### Items from a labeling collection

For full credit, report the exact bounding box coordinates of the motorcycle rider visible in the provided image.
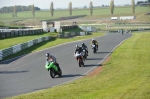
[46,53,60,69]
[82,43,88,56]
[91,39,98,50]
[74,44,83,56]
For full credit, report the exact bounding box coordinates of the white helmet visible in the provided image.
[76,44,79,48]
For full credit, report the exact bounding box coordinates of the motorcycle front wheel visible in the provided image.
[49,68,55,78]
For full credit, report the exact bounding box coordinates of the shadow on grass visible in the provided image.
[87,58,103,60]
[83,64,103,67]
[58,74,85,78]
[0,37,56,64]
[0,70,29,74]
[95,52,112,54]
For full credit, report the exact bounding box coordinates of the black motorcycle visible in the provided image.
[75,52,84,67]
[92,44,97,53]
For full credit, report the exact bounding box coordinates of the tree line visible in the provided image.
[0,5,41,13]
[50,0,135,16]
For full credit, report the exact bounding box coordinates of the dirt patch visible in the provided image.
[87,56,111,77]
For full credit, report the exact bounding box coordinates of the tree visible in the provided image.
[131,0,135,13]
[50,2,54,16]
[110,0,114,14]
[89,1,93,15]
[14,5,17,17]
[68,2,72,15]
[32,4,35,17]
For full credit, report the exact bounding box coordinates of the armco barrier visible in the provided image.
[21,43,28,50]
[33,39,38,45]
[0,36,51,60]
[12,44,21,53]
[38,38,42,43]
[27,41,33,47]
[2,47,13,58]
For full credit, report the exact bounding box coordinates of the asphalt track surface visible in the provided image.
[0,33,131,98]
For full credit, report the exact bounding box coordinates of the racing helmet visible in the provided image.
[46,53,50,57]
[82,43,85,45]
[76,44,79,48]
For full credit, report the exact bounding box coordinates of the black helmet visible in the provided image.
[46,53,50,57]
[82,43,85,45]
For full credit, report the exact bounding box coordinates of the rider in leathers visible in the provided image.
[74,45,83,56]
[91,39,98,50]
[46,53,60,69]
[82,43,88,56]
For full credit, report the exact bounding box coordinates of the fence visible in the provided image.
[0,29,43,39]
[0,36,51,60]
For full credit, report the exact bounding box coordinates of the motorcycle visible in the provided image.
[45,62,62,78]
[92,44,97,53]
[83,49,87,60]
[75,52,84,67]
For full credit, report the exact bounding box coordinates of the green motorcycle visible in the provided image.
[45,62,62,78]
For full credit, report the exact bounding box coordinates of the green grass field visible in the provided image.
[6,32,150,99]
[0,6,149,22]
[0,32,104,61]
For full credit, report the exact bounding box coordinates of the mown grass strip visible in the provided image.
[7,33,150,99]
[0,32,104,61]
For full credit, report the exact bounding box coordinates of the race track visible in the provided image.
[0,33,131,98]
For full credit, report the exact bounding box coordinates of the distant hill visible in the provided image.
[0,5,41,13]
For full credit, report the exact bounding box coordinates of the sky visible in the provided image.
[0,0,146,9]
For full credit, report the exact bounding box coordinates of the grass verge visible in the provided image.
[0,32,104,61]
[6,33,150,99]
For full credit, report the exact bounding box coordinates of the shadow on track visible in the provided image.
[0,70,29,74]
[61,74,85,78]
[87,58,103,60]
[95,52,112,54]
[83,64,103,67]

### DO THIS
Rewrite all the records above, changing every "provided image" to "attached photo" and keeping everything else the same. Leave the pictures out of your answer.

### OUTPUT OF THE TASK
For full credit, report the exact bounding box coordinates of the motorcycle rider visible in the attached photo.
[46,53,60,69]
[82,43,88,56]
[91,39,98,50]
[74,44,83,56]
For full credit, report the exact bounding box coordinates of the white helmet visible in the attached photo.
[76,44,79,48]
For full credit, report the exact bounding box coordinates of the motorcycle front wheel visible in the attached photo.
[49,68,55,78]
For full credit, report the exact bounding box coordinates of the shadow on grass visible in the attached photo.
[87,58,103,60]
[83,64,103,67]
[58,74,85,78]
[0,37,56,64]
[0,70,29,74]
[95,52,112,54]
For full credit, report the exact bounding box coordinates of the black motorcycle visible in the attached photo.
[75,52,84,67]
[92,44,97,53]
For full credit, report the exact bounding box coordinates of the tree line visible in the attached photo.
[0,5,41,13]
[50,0,135,16]
For full credit, report the exact bounding box coordinates of the dirt patch visible in the attached photo.
[87,56,111,77]
For full credit, report the exact bounding box coordinates of the tree visible in the attached photo.
[131,0,135,13]
[50,2,54,16]
[110,0,114,14]
[89,1,93,15]
[14,5,17,17]
[68,2,72,15]
[32,4,35,17]
For full credit, report the exact bounding box coordinates of the armco barrier visible in the attached photo.
[21,43,28,50]
[33,39,38,45]
[0,36,51,60]
[12,44,21,53]
[38,38,42,43]
[27,41,33,47]
[2,47,13,58]
For full credit, report the exact bounding box coordinates of the asphalt track surface visible in the attached photo.
[0,33,131,98]
For full credit, report the exact bounding box coordinates of the racing helmet visible in the attached photo.
[46,53,50,57]
[82,43,85,45]
[76,44,79,48]
For full credit, report the exact bounding box coordinates of the black helmet visible in the attached photo.
[46,53,50,57]
[82,43,85,45]
For full credit, report the exact bounding box coordinates of the rider in leathers visible in the attached photo.
[74,45,83,56]
[91,39,98,50]
[46,53,60,69]
[82,43,88,56]
For full credit, report the exact bounding box coordinates of the fence visible in the attached photo.
[0,29,43,39]
[0,36,51,60]
For full credit, report the exact bounding box coordinates of the motorcycle visible in the attached photo.
[45,62,62,78]
[92,44,97,53]
[83,49,87,60]
[75,52,84,67]
For full credit, report the exact bounding box coordinates of the green motorcycle visible in the attached photo.
[45,62,62,78]
For full credit, report the exact bounding box coordinates of the green grass field visible in the attached photo.
[6,32,150,99]
[0,6,149,22]
[0,32,104,61]
For full credit, report the exact bounding box coordinates of the mown grass strip visible in the attached photo.
[7,33,150,99]
[0,32,104,61]
For full credit, report the exact bounding box coordinates of the race track visible in the attached photo.
[0,33,131,98]
For full credit, report the exact bounding box coordinates of the distant hill visible in the attached photo.
[0,5,41,13]
For full credit, report the exact bounding box coordinates of the sky visible in the attached photo.
[0,0,146,9]
For full credit, report the exact bounding box coordinates of the grass verge visible in the attached photo.
[0,32,104,61]
[6,33,150,99]
For full credit, report the exact bounding box coordinates of the shadow on track visible in the attached photo.
[0,70,29,74]
[61,74,85,78]
[87,58,103,60]
[95,52,112,54]
[83,64,103,67]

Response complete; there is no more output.